**TASK**
Every entry must appear in the output exactly as it does here.

SOURCE DATA Start Marker

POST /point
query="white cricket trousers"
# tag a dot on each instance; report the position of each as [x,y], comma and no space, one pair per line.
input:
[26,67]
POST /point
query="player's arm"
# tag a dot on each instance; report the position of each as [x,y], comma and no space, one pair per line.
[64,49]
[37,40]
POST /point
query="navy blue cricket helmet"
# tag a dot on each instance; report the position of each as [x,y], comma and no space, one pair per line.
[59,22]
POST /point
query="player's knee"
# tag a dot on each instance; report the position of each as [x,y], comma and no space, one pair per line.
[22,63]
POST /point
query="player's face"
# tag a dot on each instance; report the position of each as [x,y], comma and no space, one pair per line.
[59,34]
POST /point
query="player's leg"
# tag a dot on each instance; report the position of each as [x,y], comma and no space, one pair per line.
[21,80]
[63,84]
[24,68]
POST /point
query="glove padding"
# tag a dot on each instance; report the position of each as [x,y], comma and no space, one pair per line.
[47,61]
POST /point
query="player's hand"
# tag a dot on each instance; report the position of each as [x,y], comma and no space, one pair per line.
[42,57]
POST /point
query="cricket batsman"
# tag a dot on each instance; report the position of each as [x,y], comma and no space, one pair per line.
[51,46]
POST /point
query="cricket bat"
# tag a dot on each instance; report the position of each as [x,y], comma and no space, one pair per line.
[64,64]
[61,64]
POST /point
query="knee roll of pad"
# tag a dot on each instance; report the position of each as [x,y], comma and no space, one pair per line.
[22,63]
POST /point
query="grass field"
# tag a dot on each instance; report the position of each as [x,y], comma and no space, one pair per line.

SOURCE DATA End Marker

**WRITTEN RESPONSE**
POST /point
query="white cricket trousers"
# tag a dot on each instance; report the position of each as [x,y], comma and no space, one pair per line.
input:
[26,67]
POST /point
query="player's arm"
# tag a dot on each instance; report the position of each as [x,y], comma and no space, one pair per line.
[64,49]
[37,40]
POST /point
query="navy blue cricket helmet"
# tag a dot on each instance; report the position of each as [x,y], comma and no space, one pair per line.
[59,22]
POST /point
query="player's knee"
# tag a dot on each instance; report the position of each as [x,y], comma and no space, one pair per line.
[22,63]
POST /point
query="player's face"
# tag a dot on each instance; report the position of each as [x,y], comma and no space, one pair per line.
[59,34]
POST /point
query="player's leg"
# tag a dot on each instance; report the position of each as [x,y], comma and no space, one pair per line.
[21,80]
[63,84]
[24,68]
POST /point
query="glove padding"
# tag a dot on each instance; report the position of each as [x,y], comma and no space, one pair per line.
[47,61]
POST /point
query="player's hand"
# tag a dot on each instance; report the position of each as [x,y], comma and no space, one pair per line.
[42,57]
POST /point
query="cricket batsman"
# tag a dot on each instance; report the position of each as [x,y], comma and no space, one pair per line.
[51,46]
POST /point
query="cricket bat"
# tag a dot on each instance; report the position of each as [x,y], comma and no space, one pair per line.
[64,64]
[61,64]
POST /point
query="knee roll of pad"
# tag a dot on each instance; report the position of each as [x,y], comma and no space, one pair per line.
[22,63]
POST /point
query="grass field"
# tag a dot on each instance; report the position of each as [x,y], comma and no space, one pair per line.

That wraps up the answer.